EXERCISE DETAILS: Reproduce the material below word for word, preserving every line.

RECORDS SUPPLIED:
——

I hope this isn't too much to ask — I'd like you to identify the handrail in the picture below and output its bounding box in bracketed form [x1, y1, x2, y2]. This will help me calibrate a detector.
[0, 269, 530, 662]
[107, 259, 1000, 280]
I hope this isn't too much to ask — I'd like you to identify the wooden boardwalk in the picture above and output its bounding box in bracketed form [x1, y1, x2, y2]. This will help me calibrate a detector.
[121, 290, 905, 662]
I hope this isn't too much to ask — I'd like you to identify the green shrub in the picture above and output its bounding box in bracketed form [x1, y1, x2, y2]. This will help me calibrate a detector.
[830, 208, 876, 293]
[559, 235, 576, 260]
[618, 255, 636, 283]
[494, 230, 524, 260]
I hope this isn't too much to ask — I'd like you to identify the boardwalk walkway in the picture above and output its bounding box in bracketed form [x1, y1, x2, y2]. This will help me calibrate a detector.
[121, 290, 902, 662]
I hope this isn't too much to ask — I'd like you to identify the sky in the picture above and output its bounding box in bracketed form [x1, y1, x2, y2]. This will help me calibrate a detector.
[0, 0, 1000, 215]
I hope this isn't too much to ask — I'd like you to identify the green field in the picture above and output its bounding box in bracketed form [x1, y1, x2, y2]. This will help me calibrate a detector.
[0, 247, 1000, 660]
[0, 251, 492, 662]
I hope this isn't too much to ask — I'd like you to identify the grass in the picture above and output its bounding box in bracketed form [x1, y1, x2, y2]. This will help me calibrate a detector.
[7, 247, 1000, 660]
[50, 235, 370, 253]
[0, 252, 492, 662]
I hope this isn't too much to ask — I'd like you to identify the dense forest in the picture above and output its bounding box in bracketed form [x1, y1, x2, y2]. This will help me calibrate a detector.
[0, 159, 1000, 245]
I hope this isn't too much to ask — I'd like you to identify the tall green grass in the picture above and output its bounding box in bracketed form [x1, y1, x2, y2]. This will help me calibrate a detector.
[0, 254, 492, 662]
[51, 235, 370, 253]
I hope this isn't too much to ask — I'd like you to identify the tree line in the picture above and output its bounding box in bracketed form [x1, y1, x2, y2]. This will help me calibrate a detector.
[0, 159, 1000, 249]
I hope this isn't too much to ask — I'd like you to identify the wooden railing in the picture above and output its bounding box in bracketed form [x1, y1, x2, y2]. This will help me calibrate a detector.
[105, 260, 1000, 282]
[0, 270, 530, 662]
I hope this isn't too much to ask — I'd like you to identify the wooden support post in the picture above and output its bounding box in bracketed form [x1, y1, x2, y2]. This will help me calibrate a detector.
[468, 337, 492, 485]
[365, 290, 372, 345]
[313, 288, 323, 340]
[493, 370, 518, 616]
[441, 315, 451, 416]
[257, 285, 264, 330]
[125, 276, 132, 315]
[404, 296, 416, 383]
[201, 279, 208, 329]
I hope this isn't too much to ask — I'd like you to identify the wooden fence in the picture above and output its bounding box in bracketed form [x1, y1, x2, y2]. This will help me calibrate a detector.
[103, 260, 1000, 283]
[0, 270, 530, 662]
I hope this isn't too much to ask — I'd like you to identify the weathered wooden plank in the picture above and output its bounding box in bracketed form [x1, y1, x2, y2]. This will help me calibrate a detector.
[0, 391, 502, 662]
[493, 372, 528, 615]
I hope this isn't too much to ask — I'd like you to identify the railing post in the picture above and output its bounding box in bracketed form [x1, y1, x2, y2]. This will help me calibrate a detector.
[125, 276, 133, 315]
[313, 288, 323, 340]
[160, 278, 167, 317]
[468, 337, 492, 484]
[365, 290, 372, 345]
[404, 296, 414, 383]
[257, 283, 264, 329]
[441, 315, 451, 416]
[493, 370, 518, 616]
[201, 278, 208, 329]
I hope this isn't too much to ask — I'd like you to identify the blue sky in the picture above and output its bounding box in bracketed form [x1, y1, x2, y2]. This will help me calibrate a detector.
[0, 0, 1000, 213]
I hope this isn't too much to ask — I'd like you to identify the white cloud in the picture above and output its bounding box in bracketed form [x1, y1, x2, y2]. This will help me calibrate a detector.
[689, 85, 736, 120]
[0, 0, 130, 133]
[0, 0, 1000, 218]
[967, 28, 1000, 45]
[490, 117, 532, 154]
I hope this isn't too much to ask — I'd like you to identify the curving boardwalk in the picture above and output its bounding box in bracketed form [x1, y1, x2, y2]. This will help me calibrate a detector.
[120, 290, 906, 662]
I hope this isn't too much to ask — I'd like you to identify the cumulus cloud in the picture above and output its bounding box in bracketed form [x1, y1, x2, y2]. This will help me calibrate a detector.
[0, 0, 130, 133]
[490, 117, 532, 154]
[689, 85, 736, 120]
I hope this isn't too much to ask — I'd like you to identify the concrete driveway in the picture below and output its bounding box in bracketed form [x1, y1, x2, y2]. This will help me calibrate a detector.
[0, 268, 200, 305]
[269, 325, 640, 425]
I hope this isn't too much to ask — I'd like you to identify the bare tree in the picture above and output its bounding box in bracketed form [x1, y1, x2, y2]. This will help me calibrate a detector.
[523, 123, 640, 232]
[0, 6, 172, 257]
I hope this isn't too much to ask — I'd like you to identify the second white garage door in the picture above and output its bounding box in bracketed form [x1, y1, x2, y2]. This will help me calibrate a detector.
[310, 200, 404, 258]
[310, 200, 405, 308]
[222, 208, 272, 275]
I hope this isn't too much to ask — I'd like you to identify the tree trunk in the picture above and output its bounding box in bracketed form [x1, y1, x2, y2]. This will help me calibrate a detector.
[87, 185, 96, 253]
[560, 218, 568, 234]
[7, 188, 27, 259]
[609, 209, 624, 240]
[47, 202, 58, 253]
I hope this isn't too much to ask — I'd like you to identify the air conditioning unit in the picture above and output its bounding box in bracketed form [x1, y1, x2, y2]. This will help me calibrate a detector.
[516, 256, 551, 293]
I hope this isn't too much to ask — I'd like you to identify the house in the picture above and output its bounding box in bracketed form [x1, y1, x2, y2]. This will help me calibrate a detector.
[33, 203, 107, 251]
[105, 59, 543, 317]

——

EXERCISE ANSWER:
I hope this isn't too much to ask — I'd like you to identify the handrail in the picture below and output its bounding box in bracketed form [x1, y1, x2, y2]. This will help me calibrate a detector.
[0, 269, 530, 662]
[107, 259, 1000, 280]
I hope this isn't too much to ask — I'd like you to identify the wooden boardwalk in the picture above and output its bounding box in bracketed form [x1, y1, x2, y2]. This will help me calibrate a detector.
[121, 290, 905, 662]
I hope this isn't too much to ask — I'd like you to identify the green shrub in the picture above and output its bounding box in bracketed form [x1, y1, x2, y2]. This will help me calibrate a detector.
[830, 208, 876, 293]
[559, 235, 576, 260]
[618, 255, 636, 283]
[494, 230, 524, 260]
I hope this isn't too much to ask — I'd like you to identify the boardwalk walkway in the picture above and output its bounding box in bracketed form [x1, y1, x2, y2]. This will help me calibrate a detector.
[121, 290, 902, 662]
I hope this isn't too much to ask — I'd like you to identify the sky in the picture above and output its bounding box in bracketed form [x1, y1, x2, y2]. This will help me calibrate a detector.
[0, 0, 1000, 215]
I hope this isn't too much to ask — I'd like you to identify the green field in the picture above and output its bounding box in bracketed form [x1, y1, x2, y2]. This will help me calibrate a detector.
[0, 247, 1000, 660]
[0, 251, 492, 662]
I hope this isn't too much to ask — I'd like you to identify the grass in the picture above and output its bounding box in bracketed form [x1, y1, x2, y2]. This will help me calibrate a detector.
[7, 247, 1000, 660]
[50, 235, 370, 253]
[0, 252, 492, 662]
I hope this isn't too much to ask — I'd like you to identify the dense forest in the picture above and output its bounding box in bracketed form [x1, y1, x2, y2]. This will help me calibrate a detector.
[0, 159, 1000, 245]
I hope this isn't too much to ask — I'd like you to identify the tall green grass in the picture above and output its bounding box in bracketed form [x1, y1, x2, y2]. This will help me calibrate a detector.
[0, 254, 492, 662]
[51, 235, 370, 253]
I hope this isn't too much to ask — I'd like you to identify the tree line in the picture above and output its bounding box in bracketed form [x1, y1, x2, y2]. This will help me calibrate a detector.
[0, 159, 1000, 249]
I hope this isn't too much to ask — I'd like you to identify the wooden railing in the picture above and output its bounding box in bracketed form [x1, y1, x2, y2]. This will help me calibrate a detector.
[105, 260, 1000, 282]
[0, 270, 530, 662]
I hope this isn't too much to ask — I'd like you to identify the wooden support post in the picture above and output its bounding box in bracketed form [x1, y1, x2, y2]. This will help me calibrate a detector.
[468, 337, 492, 485]
[365, 290, 372, 345]
[313, 288, 323, 340]
[493, 370, 518, 616]
[441, 315, 451, 416]
[257, 285, 264, 330]
[125, 276, 132, 315]
[404, 296, 416, 383]
[201, 279, 208, 329]
I hope this isn't too much to ask — I'd like you to identify the wooden fence in the picture above and output its bounding box in bracketed form [x1, y1, x2, y2]. This will help me calibrate a detector.
[103, 260, 1000, 283]
[0, 270, 530, 662]
I hope this isn't too much to ask — I'd like you to identify the weathered wooden plank in the picture above and output its bounding box in bracketed form [x1, y1, x2, y2]. This will help me calibrate a detector.
[0, 391, 502, 662]
[493, 372, 528, 615]
I hope this isn't too much to ask — I'd like you to identify the railing post in the picture above and output its bounding box in bracketed form [x1, y1, x2, y2]. This will help me calibrate a detector.
[125, 276, 133, 315]
[313, 288, 323, 340]
[160, 278, 167, 317]
[468, 337, 492, 484]
[365, 290, 372, 345]
[404, 296, 414, 383]
[257, 283, 264, 329]
[441, 315, 451, 416]
[493, 370, 518, 616]
[201, 278, 208, 329]
I hope this isn't too much to ask — I'd like you to identify the blue sky in the picture above and output its bounding box in bracketed form [x1, y1, x2, y2]. This will help me calibrate a detector.
[0, 0, 1000, 213]
I hope this isn't too much to ask — I'd like you to identify the white cloud in the picture above and output its bounding box in bracketed form [x1, y1, x2, y2]. This will help me calibrate a detector.
[689, 85, 736, 120]
[0, 0, 130, 133]
[0, 0, 1000, 218]
[967, 28, 1000, 45]
[490, 117, 532, 154]
I hope this isn't too much to ask — I'd like you to identify the curving boardwalk in the picture above and output its bounding box in bracketed form [x1, y1, x2, y2]. This will help me calibrate a detector.
[120, 290, 906, 662]
I hope this isn't too much to ask — I'd like you to identify the cumulus cloud in the picture above and output its bounding box in bracketed form [x1, y1, x2, y2]. This will help me calibrate a detector.
[0, 0, 130, 133]
[490, 117, 532, 154]
[689, 85, 736, 120]
I hope this isn't too much to ask — I'd like you to identify the concrete driveway in the picture below and output its bounding box in bracketed form [x1, y1, x2, y2]. This will help me calibrate a detector.
[0, 268, 200, 305]
[269, 325, 640, 425]
I hope this isn't too much to ask — I'd like you to identify the bare tree in the picture above and output its bounding box in bracketed form [x1, y1, x2, y2]. This will help me calibrate a detector.
[523, 123, 640, 232]
[0, 6, 172, 257]
I hope this isn't too much to ask — I'd like you to identify the second white garage door in the picture above and output its bounding box in bracketed form [x1, y1, x2, y2]. This will help me calibrate a detector.
[310, 200, 404, 258]
[310, 200, 405, 308]
[222, 208, 272, 275]
I hope this isn't too much to ask — I'd like you to identify the tree trunk in the picture above and output its bounding box in bracketed form [x1, y1, x2, y2]. This will help me calibrate a detector.
[87, 185, 96, 253]
[560, 218, 568, 234]
[7, 188, 27, 259]
[609, 209, 624, 240]
[47, 202, 58, 253]
I hope this isn't too much to ask — I'd like you to identify the air conditioning unit in the picture above and output its bounding box in bracketed form [x1, y1, x2, y2]. This will help me calibrate a detector.
[516, 256, 551, 293]
I hope this isn't too much to ask — I'd like you to identify the house in the picture above and output its bounding box in bracketed form [x1, y1, x2, y2]. This will help me calibrate a detector.
[33, 203, 107, 251]
[105, 59, 543, 317]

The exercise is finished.